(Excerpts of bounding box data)

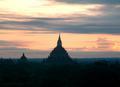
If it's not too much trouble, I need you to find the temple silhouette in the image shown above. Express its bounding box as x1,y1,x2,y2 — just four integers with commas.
20,53,27,61
45,34,74,64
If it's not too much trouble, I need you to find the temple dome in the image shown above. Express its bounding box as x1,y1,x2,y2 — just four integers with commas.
46,35,73,64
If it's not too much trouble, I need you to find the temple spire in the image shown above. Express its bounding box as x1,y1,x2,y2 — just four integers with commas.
57,34,62,47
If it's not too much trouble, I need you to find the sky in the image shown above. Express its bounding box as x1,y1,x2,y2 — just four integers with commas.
0,0,120,58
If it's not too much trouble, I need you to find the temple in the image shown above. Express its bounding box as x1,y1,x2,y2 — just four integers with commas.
20,53,27,61
46,34,73,64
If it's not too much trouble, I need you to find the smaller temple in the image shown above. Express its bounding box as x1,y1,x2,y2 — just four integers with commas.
20,53,27,61
46,34,74,64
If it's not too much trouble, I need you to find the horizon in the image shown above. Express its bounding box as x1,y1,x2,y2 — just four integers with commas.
0,0,120,58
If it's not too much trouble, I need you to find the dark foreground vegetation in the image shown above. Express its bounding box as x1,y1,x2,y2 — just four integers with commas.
0,60,120,87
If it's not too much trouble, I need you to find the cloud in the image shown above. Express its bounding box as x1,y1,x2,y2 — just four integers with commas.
54,0,120,4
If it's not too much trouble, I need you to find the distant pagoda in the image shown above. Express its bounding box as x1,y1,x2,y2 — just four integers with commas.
46,34,74,64
20,53,27,61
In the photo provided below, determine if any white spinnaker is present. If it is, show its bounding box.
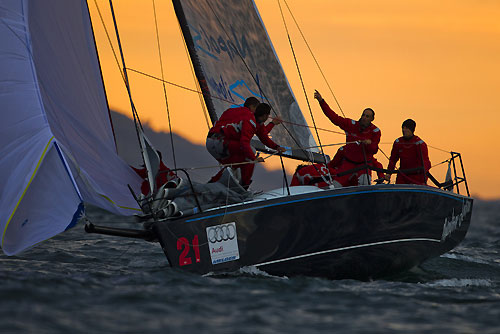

» Exercise directions
Add 99 to every bounding box coordinate in the answers, and reproduce the data starting at the line containing "find the distant" and ending at the final line of the data, with the requests included. Leave the pictures out.

» The result
If it's not too much trouble, I need you to find the distant pagoda in the image shown above. Express its bounding box as x1,y1,x2,y2 — just four integers with commas.
145,133,173,163
119,152,126,160
In the photo provided below, determine if any white spinnaker is present. If it is, show its bounding box.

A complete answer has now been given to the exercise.